(Extracted records)
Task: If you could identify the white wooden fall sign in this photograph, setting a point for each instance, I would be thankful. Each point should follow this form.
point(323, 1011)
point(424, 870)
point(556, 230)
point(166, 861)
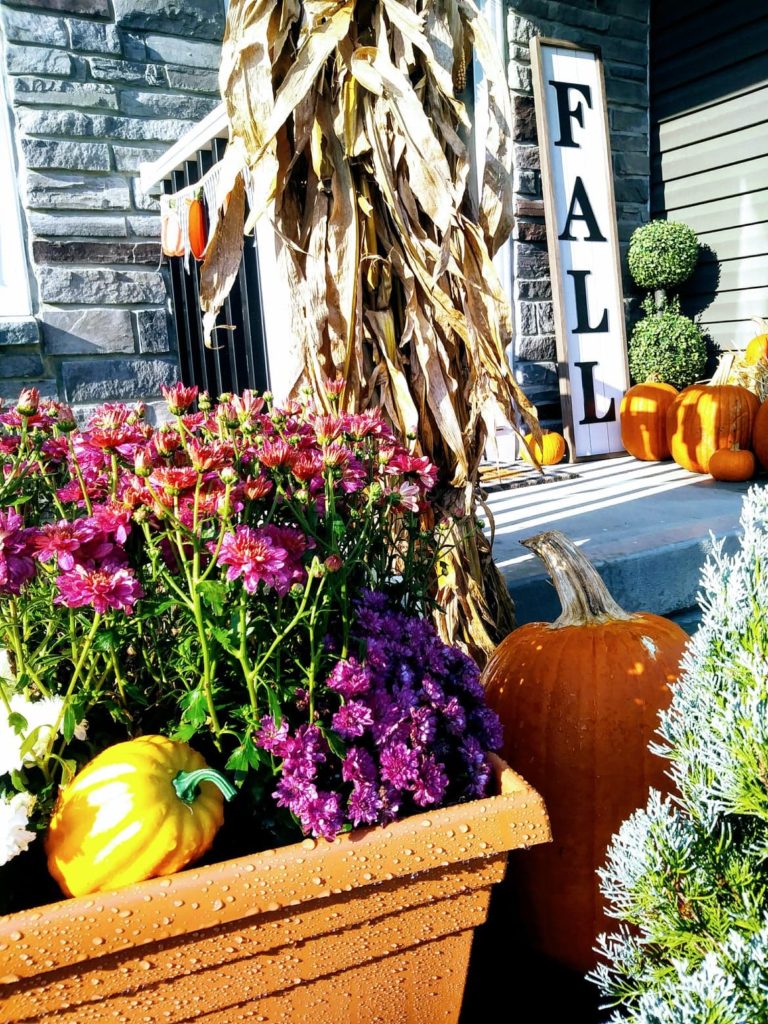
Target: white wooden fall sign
point(578, 183)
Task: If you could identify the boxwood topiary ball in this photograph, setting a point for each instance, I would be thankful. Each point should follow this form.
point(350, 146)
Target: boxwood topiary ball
point(668, 347)
point(663, 254)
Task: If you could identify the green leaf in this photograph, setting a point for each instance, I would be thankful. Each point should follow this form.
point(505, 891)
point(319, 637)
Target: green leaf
point(69, 724)
point(213, 594)
point(105, 641)
point(17, 723)
point(195, 707)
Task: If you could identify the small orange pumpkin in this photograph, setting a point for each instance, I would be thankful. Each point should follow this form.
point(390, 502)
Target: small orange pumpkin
point(549, 453)
point(171, 240)
point(760, 435)
point(757, 349)
point(707, 417)
point(732, 464)
point(198, 226)
point(579, 699)
point(643, 416)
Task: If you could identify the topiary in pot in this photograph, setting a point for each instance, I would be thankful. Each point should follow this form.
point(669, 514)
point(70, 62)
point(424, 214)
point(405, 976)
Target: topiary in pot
point(663, 254)
point(667, 346)
point(686, 876)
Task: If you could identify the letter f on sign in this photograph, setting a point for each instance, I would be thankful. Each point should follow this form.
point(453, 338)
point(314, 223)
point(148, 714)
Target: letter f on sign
point(566, 114)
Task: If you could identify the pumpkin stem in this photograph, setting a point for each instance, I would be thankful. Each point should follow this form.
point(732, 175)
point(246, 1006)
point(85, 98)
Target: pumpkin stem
point(584, 596)
point(186, 782)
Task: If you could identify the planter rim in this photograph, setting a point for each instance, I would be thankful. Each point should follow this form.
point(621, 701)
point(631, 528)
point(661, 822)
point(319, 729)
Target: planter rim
point(267, 882)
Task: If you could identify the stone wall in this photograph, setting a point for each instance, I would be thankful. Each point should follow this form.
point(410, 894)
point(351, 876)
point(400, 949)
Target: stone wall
point(97, 87)
point(620, 28)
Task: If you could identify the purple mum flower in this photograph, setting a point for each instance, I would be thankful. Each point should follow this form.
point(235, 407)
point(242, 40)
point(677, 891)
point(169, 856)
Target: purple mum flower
point(16, 565)
point(365, 805)
point(399, 765)
point(349, 678)
point(431, 782)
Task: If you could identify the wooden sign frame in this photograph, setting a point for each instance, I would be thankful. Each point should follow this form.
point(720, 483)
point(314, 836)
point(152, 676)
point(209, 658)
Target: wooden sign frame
point(583, 243)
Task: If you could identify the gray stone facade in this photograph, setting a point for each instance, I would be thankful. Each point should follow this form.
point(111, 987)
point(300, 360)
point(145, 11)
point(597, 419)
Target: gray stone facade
point(97, 87)
point(620, 28)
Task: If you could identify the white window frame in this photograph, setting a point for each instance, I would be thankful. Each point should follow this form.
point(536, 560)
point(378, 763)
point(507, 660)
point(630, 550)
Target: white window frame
point(15, 301)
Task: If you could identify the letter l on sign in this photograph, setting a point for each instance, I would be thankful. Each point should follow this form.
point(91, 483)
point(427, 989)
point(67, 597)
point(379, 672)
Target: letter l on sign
point(582, 238)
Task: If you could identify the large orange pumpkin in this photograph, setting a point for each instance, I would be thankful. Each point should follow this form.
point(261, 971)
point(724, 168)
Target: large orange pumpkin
point(579, 700)
point(549, 453)
point(707, 417)
point(760, 435)
point(643, 417)
point(757, 349)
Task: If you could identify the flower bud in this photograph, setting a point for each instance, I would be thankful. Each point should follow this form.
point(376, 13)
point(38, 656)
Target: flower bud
point(29, 401)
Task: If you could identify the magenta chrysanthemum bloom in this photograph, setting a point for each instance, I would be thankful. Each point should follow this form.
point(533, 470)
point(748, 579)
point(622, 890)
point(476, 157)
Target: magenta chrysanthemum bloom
point(278, 453)
point(61, 540)
point(174, 479)
point(253, 555)
point(349, 678)
point(16, 565)
point(178, 397)
point(102, 589)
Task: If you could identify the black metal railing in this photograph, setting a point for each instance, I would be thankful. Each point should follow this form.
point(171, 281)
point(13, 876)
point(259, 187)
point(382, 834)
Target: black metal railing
point(239, 359)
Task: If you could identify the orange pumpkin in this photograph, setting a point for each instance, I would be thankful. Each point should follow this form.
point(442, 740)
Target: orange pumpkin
point(757, 349)
point(760, 435)
point(707, 417)
point(549, 453)
point(171, 240)
point(198, 227)
point(643, 417)
point(579, 700)
point(732, 464)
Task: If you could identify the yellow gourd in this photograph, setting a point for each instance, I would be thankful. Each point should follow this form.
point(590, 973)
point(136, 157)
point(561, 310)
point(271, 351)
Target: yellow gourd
point(141, 808)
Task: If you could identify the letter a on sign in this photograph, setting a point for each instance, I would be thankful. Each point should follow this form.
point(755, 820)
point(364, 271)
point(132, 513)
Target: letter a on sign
point(577, 177)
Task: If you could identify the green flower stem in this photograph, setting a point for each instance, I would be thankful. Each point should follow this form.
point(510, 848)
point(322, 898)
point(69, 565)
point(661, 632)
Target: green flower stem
point(79, 475)
point(186, 782)
point(208, 666)
point(17, 647)
point(280, 637)
point(59, 507)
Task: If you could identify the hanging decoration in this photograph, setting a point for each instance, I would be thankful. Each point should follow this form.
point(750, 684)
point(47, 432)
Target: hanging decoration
point(348, 131)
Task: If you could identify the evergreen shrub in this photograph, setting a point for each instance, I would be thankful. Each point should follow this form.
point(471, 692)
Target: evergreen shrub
point(663, 254)
point(687, 877)
point(667, 346)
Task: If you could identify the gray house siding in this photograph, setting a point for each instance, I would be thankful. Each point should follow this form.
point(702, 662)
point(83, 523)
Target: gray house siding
point(96, 88)
point(710, 168)
point(620, 29)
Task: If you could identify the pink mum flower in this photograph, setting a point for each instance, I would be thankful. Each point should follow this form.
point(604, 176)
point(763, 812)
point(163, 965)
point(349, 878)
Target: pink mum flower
point(253, 554)
point(16, 565)
point(102, 589)
point(61, 540)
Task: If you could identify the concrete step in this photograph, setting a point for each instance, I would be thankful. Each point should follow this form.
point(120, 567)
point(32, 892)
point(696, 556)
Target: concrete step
point(647, 527)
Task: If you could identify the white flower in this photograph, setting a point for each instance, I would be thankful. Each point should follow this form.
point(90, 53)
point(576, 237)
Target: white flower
point(5, 669)
point(41, 717)
point(14, 816)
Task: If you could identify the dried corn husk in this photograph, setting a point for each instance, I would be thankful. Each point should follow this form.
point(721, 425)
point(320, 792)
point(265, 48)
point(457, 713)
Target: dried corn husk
point(355, 143)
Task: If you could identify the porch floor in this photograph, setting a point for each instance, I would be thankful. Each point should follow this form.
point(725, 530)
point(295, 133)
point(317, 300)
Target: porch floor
point(646, 526)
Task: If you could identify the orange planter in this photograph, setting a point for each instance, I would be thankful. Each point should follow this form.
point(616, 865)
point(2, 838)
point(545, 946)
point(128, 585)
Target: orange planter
point(376, 926)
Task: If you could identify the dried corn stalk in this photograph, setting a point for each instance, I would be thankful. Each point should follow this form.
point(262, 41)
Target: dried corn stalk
point(345, 120)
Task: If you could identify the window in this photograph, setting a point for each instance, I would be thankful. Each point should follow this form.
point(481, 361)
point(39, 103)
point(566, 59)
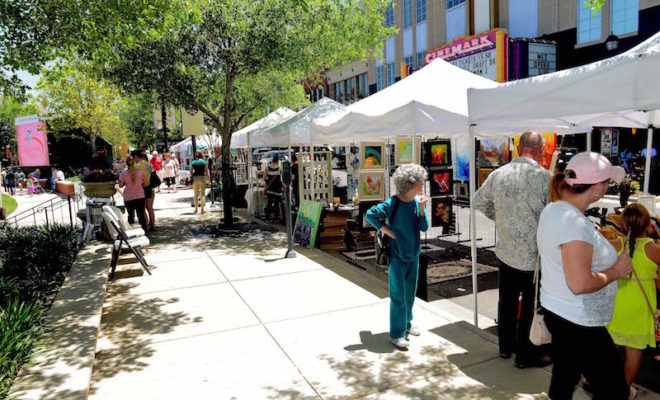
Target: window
point(390, 74)
point(421, 11)
point(380, 77)
point(389, 15)
point(624, 16)
point(420, 59)
point(454, 3)
point(407, 14)
point(362, 86)
point(588, 25)
point(524, 18)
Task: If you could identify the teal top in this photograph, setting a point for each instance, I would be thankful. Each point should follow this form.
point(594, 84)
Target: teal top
point(407, 225)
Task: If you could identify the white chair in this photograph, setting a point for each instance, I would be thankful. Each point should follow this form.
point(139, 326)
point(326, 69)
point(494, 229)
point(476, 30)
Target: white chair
point(121, 241)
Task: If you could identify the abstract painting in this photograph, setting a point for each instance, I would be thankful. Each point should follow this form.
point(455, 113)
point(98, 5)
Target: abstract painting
point(441, 182)
point(372, 185)
point(438, 153)
point(372, 155)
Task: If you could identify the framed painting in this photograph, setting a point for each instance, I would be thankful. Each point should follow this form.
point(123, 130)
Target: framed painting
point(372, 155)
point(372, 185)
point(404, 150)
point(438, 153)
point(441, 182)
point(441, 213)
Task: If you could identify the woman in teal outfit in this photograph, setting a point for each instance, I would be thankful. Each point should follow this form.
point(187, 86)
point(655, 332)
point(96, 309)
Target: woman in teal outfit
point(403, 228)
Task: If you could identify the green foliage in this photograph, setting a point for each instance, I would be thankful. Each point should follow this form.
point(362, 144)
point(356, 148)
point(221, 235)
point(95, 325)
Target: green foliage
point(19, 328)
point(10, 108)
point(34, 261)
point(74, 99)
point(9, 203)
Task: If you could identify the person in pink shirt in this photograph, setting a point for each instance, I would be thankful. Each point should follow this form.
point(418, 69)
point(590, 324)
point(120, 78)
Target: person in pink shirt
point(133, 181)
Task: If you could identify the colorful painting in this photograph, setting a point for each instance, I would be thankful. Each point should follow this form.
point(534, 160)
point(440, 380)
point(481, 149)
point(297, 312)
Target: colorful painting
point(372, 155)
point(307, 223)
point(403, 152)
point(550, 145)
point(372, 186)
point(442, 213)
point(462, 159)
point(493, 152)
point(441, 182)
point(438, 153)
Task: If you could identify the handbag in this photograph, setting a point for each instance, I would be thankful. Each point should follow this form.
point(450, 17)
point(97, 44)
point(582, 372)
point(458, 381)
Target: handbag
point(381, 241)
point(538, 333)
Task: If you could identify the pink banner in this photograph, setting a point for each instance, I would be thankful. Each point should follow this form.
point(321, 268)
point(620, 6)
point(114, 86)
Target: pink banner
point(32, 142)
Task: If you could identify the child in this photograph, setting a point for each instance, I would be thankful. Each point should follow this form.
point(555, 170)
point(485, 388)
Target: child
point(632, 324)
point(406, 217)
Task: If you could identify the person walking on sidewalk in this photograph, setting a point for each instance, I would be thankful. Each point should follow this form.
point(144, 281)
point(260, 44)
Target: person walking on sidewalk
point(406, 216)
point(513, 196)
point(579, 269)
point(200, 173)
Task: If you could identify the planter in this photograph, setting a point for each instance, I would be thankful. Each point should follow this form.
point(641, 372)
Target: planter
point(66, 188)
point(99, 189)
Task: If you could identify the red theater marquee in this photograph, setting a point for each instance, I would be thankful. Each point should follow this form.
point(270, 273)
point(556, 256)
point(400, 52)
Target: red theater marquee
point(483, 54)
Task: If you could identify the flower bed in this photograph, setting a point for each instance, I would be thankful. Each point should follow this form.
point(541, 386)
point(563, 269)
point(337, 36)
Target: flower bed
point(33, 264)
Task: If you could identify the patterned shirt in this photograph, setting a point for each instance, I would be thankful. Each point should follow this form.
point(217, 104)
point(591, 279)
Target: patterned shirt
point(513, 196)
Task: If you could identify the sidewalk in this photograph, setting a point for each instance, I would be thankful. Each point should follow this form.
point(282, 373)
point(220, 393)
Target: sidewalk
point(229, 318)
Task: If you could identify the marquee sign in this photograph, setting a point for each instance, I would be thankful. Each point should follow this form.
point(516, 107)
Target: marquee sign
point(483, 54)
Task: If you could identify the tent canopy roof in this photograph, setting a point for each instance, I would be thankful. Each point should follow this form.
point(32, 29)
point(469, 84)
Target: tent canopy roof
point(620, 91)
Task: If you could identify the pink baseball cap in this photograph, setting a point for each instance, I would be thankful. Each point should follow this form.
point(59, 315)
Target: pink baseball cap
point(590, 168)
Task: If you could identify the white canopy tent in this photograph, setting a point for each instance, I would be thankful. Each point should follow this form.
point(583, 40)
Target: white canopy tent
point(620, 91)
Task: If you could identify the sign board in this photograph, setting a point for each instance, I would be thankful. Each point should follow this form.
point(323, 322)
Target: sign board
point(542, 58)
point(31, 141)
point(484, 54)
point(192, 122)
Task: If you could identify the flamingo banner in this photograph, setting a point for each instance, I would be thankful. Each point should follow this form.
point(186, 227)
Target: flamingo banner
point(32, 142)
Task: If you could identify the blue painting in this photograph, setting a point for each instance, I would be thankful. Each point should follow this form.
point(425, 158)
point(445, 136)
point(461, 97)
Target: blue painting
point(462, 161)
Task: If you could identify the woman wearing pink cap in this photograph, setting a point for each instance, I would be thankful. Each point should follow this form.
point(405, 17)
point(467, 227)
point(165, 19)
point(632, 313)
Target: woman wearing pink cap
point(579, 269)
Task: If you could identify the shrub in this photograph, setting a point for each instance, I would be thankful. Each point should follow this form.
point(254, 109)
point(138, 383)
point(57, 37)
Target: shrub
point(34, 261)
point(19, 327)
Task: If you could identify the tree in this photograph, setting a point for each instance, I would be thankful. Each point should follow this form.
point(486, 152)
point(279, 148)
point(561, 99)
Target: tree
point(73, 99)
point(231, 58)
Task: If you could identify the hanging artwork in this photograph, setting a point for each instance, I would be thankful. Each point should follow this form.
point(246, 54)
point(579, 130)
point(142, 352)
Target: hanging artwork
point(462, 159)
point(493, 152)
point(438, 153)
point(441, 182)
point(442, 213)
point(372, 155)
point(307, 223)
point(404, 150)
point(372, 185)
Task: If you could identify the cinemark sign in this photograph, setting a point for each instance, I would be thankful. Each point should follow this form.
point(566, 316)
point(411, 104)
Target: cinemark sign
point(462, 47)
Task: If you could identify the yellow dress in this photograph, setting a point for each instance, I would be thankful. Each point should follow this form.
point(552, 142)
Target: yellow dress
point(632, 323)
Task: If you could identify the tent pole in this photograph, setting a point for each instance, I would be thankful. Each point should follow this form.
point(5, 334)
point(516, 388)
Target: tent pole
point(649, 148)
point(473, 233)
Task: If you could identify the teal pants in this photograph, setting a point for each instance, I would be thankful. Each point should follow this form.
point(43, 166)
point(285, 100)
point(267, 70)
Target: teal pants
point(403, 286)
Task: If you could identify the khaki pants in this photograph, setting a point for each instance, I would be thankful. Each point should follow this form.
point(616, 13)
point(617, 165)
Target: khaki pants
point(199, 189)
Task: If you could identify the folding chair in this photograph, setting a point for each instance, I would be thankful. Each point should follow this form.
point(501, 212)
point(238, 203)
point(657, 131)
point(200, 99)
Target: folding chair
point(123, 242)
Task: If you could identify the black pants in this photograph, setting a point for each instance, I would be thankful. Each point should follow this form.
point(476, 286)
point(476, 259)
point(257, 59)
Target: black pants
point(589, 351)
point(513, 332)
point(133, 206)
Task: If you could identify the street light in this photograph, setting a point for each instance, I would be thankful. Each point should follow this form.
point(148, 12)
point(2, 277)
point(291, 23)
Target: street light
point(612, 42)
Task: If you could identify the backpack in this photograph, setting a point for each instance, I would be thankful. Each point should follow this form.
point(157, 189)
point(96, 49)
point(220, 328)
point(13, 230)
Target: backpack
point(381, 241)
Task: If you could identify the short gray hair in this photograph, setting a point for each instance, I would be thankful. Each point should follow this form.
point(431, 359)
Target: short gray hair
point(408, 176)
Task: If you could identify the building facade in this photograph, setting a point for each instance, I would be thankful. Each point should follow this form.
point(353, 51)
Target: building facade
point(499, 39)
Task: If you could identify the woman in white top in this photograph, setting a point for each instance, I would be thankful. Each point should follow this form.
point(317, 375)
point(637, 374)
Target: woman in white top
point(579, 269)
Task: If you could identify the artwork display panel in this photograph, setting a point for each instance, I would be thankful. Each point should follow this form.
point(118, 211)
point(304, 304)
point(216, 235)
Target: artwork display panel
point(441, 182)
point(438, 153)
point(372, 155)
point(372, 185)
point(404, 150)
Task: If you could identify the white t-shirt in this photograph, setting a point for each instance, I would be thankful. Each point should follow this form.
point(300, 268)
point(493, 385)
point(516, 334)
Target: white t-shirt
point(560, 223)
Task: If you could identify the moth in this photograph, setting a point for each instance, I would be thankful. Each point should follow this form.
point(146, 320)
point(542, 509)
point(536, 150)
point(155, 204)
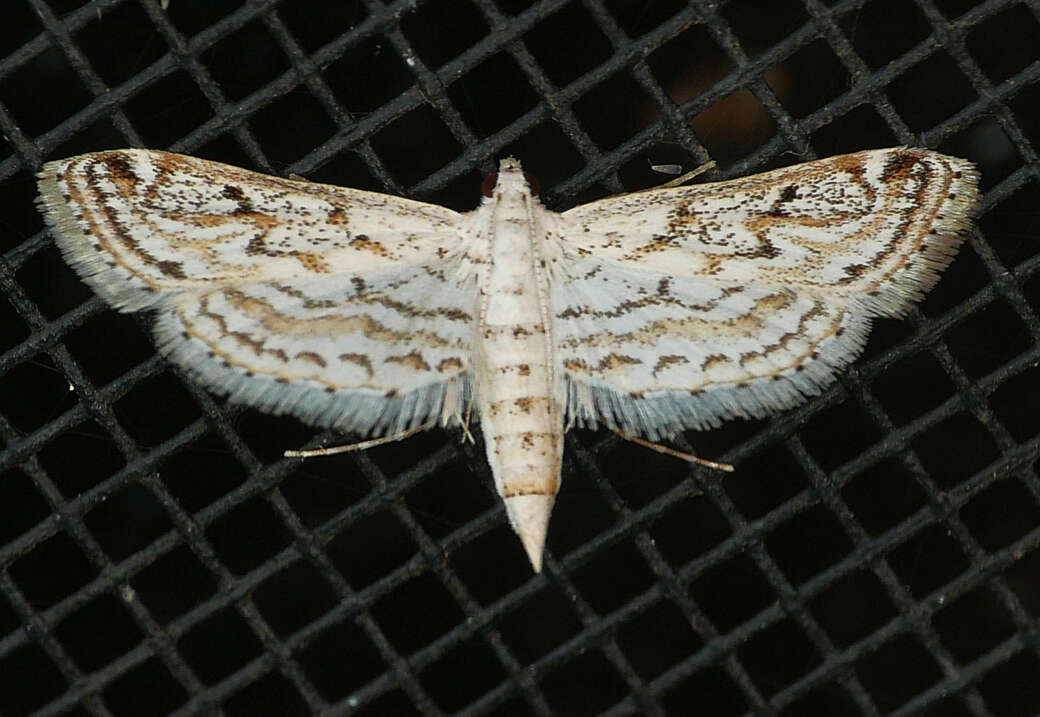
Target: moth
point(648, 313)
(End Extracted records)
== Problem to solve ==
Go through the material above and output exactly the lines from the one containing "point(563, 269)" through the one containing "Task: If you could identify the white canopy".

== Task solution ==
point(563, 269)
point(337, 36)
Target: flower bed
point(33, 264)
Task: If you could identify the patterned shirt in this photograph, setting a point for each instance, I would be thankful. Each point should follow this form.
point(217, 104)
point(591, 279)
Target: patterned shirt
point(513, 196)
Task: If you could identify the sidewalk in this photograph, setting a point for each instance, I would be thankful. Each point should follow this form.
point(282, 373)
point(220, 393)
Target: sidewalk
point(229, 318)
Task: If you could identify the marquee sign in this photograph, setting a point for each instance, I would be thankful. Each point should follow this form.
point(516, 107)
Target: marquee sign
point(483, 54)
Task: If you could identify the tent canopy roof in this photograph, setting a point for each instance, I would be thankful. Each point should follow this form.
point(32, 29)
point(469, 84)
Target: tent canopy roof
point(620, 91)
Task: If you could identify the pink baseball cap in this photograph, setting a point for each instance, I would be thankful. Each point should follow this form.
point(59, 315)
Target: pink baseball cap
point(590, 168)
Task: If you could identify the white canopy tent in this photograph, setting a point for each instance, I would be thankful. Each point should follow this form.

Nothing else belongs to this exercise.